- **EXERCISE 1**:
Reproduce the passage of the ProcessorId thread word for word, from "Re: [DISCUSS] SEP-1: Semantics" to "next 24 hours.".
- **EXERCISE 2**:
Summarize the ProcessorId thread in two sentences.

- **TEXT**:
·····

Re: [DISCUSS] SEP-1: Semantics of ProcessorId in Samza

Navina Ramesh Tue, 21 Mar 2017 14:42:07 -0700

Hi everyone,
I have updated the SEP
<https://cwiki.apache.org/confluence/display/SAMZA/SEP-1%3A+Semantics+of+ProcessorId+in+Samza>
based on all the feedback. Feel free to comment.


I will start the [vote] mail thread, if there are no further questions
within the next 24 hours.

Thanks!
Navina

On Tue, Mar 21, 2017 at 10:33 AM, Navina Ramesh (Apache) <[email protected]>
wrote:

> Hi Jagadish,
> Thanks for the suggestion. You are right in that it should be the
> responsibility of the JobCoordinator to assign identifiers.
>
> > 'm only wondering if this logic could instead reside inside the
> Job Coordinator (which is internal to the StreamProcessor) instead of
> relying on something external to it?
>
> I think this is a consequence of our initial StandaloneJobCoordinator,
> which is pretty much a pass-through. I didn't see any usage for
> getProcessorId() and was wondering why we put it in the JobCoordinator
> interface. I think I should keep your design proposal from last year handy
> :) Thanks for pitching in!
>
>
> @All:
> Yesterday, there was a discussion on naming of the configuration used in
> this SEP - whether it should be within the "job" scope or "app" scope
> (introduced by SAMZA-1041
> <https://issues.apache.org/jira/browse/SAMZA-1041>).  Multi-stage feature
> and fluent-api for Samza introduces the notion of "application". Since the
> processorId generator config applies to all jobs within a Samza
> application, we decided to add the config for generator under "app" scope.
> Further details on config scope changes can be found in SAMZA-1120.
> <https://issues.apache.org/jira/browse/SAMZA-1120>
>
> I will send out an update once I change the SEP based on yesterday's
> meeting and Jagadish's idea.
>
> Thanks!
> Navina
>
> On Mon, Mar 20, 2017 at 5:22 PM, Jagadish Venkatraman <
> [email protected]> wrote:
>
>> Thanks for writing this SEP!

·····

- **DATA ENTRIES**:
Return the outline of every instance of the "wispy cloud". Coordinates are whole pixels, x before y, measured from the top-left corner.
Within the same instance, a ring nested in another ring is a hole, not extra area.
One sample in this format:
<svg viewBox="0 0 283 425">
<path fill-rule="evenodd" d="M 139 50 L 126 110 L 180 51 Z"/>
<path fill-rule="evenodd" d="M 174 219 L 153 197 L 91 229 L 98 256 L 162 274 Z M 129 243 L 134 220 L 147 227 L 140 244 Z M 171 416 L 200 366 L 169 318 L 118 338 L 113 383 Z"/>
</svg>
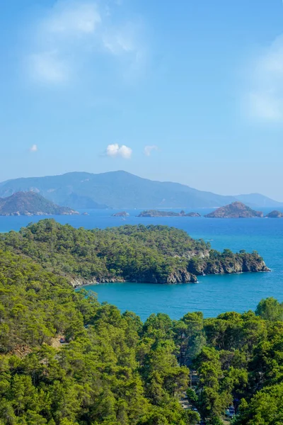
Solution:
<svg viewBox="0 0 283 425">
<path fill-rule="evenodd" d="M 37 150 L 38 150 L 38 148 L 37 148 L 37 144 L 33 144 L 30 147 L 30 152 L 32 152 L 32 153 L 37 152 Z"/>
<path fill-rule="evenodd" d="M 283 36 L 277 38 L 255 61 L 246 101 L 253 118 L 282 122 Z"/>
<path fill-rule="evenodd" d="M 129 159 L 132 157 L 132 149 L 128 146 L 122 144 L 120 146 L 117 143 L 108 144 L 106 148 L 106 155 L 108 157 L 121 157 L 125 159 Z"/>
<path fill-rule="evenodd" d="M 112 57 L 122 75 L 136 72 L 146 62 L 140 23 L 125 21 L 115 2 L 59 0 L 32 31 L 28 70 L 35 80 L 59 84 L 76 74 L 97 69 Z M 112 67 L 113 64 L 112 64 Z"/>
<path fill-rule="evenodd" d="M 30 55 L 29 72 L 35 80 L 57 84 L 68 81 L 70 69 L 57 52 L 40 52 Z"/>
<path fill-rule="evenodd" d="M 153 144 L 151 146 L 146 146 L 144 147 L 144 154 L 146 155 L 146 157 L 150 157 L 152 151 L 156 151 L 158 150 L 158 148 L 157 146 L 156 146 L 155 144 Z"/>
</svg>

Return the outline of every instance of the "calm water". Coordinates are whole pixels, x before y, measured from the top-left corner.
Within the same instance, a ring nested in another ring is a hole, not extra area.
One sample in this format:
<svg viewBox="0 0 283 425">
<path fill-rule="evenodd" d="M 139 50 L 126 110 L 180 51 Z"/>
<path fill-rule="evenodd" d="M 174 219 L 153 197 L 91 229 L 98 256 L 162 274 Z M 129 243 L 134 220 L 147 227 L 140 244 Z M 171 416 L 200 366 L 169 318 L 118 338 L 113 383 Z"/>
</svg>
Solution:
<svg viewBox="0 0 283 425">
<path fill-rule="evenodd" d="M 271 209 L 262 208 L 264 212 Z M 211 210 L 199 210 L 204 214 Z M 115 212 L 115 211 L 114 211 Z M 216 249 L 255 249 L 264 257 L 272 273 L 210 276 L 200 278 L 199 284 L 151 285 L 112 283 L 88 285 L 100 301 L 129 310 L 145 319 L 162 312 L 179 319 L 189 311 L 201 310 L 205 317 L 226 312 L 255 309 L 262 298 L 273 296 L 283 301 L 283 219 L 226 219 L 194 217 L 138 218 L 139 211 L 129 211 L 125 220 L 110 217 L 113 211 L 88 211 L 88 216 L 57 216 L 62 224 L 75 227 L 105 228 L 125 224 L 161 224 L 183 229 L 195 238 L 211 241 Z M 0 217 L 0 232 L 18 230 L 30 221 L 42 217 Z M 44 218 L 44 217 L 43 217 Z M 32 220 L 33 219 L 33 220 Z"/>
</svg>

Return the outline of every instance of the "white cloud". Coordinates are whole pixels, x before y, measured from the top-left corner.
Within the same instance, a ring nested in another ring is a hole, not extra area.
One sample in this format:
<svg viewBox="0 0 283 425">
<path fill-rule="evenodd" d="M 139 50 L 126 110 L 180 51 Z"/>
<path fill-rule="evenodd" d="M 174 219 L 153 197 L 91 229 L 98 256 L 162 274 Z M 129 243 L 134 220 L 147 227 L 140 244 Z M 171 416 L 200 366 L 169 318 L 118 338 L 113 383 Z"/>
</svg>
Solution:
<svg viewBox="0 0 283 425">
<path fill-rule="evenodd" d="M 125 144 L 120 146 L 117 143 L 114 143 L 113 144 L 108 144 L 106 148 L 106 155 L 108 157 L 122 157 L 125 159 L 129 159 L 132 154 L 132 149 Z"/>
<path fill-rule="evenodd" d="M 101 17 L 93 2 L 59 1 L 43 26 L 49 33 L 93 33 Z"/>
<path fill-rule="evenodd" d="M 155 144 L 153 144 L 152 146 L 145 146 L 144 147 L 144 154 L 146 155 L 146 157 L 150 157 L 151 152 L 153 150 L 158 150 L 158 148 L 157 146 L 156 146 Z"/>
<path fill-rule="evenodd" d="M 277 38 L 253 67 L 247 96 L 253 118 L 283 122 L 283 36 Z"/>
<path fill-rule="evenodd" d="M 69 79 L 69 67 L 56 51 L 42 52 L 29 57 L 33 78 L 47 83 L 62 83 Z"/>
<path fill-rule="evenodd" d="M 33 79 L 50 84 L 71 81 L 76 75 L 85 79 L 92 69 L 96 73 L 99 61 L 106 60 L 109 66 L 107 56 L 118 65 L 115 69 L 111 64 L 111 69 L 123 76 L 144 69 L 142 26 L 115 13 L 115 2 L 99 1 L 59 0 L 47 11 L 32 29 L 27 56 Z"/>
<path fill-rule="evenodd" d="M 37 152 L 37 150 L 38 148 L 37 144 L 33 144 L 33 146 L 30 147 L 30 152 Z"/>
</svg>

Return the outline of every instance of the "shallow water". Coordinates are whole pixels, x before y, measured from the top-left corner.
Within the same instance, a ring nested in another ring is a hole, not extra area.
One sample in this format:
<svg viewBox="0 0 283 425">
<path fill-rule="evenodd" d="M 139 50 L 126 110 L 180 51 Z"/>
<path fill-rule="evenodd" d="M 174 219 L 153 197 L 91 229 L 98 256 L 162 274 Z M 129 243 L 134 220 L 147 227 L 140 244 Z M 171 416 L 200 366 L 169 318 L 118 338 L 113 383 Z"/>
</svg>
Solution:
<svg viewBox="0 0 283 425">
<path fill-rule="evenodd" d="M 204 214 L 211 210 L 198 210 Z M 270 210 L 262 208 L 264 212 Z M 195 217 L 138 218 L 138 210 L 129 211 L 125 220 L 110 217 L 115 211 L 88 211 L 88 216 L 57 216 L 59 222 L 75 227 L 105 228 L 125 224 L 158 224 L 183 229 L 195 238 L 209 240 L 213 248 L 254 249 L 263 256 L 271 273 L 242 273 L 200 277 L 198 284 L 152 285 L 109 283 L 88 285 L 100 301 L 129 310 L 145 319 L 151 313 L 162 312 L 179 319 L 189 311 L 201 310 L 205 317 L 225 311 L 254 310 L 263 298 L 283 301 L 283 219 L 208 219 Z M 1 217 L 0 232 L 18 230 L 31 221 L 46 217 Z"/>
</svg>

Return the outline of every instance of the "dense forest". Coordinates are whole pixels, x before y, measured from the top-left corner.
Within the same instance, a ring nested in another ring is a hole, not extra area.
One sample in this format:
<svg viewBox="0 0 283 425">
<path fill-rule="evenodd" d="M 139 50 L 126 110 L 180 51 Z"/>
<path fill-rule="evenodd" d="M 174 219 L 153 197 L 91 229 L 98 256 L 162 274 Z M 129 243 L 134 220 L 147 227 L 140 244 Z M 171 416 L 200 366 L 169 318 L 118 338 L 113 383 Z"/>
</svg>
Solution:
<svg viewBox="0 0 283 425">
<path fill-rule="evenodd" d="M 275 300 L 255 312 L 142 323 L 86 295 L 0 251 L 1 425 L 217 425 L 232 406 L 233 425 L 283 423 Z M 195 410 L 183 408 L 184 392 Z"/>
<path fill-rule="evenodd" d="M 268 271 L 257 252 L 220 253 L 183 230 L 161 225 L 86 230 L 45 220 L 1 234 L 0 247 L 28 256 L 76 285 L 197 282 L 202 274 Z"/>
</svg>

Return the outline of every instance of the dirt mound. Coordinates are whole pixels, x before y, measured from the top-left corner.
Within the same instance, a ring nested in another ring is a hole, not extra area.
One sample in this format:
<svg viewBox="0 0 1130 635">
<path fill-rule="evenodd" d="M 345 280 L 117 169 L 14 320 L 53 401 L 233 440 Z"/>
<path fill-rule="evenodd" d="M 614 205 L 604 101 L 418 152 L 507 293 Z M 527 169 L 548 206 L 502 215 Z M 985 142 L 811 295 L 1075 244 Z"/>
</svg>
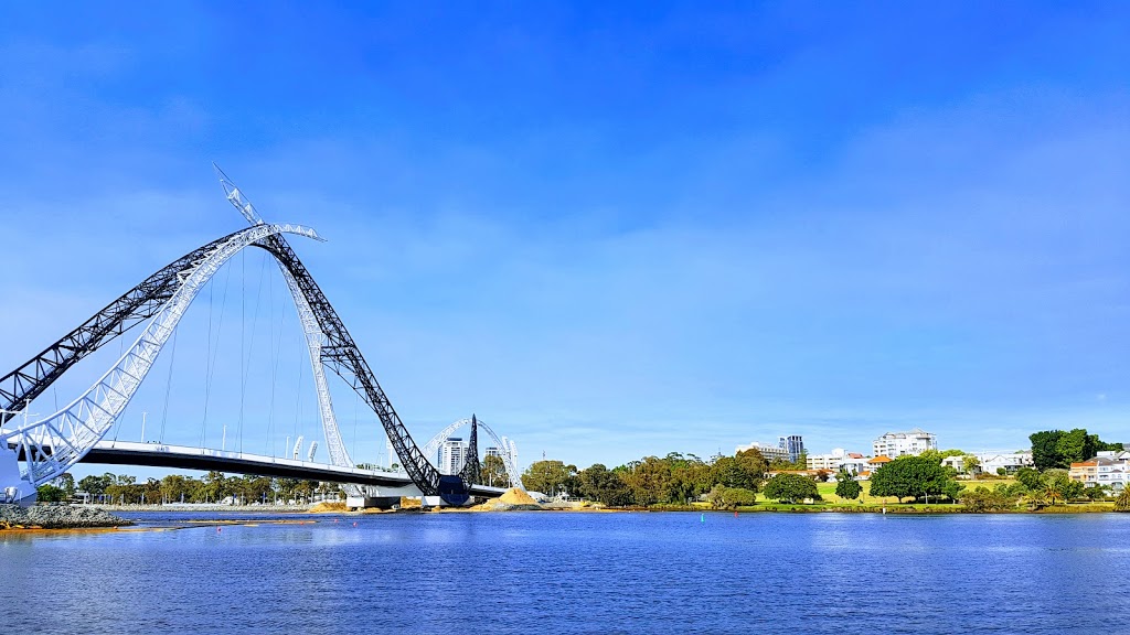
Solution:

·····

- **RIGHT ANSWER 1**:
Re: [DISCUSS] SEP-1: Semantics of ProcessorId in Samza

Navina Ramesh Tue, 21 Mar 2017 14:42:07 -0700

Hi everyone,
I have updated the SEP
<https://cwiki.apache.org/confluence/display/SAMZA/SEP-1%3A+Semantics+of+ProcessorId+in+Samza>
based on all the feedback. Feel free to comment.


I will start the [vote] mail thread, if there are no further questions
within the next 24 hours.

- **RIGHT ANSWER 2**:
Navina Ramesh updated the SEP on the semantics of ProcessorId in Samza based on all the feedback and planned to start the vote thread if no further questions came up within 24 hours. In an earlier reply, she agreed with Jagadish that assigning identifiers should be the JobCoordinator's responsibility, and she reported that the processorId generator config would go under the "app" scope because it applies to all jobs within a Samza application.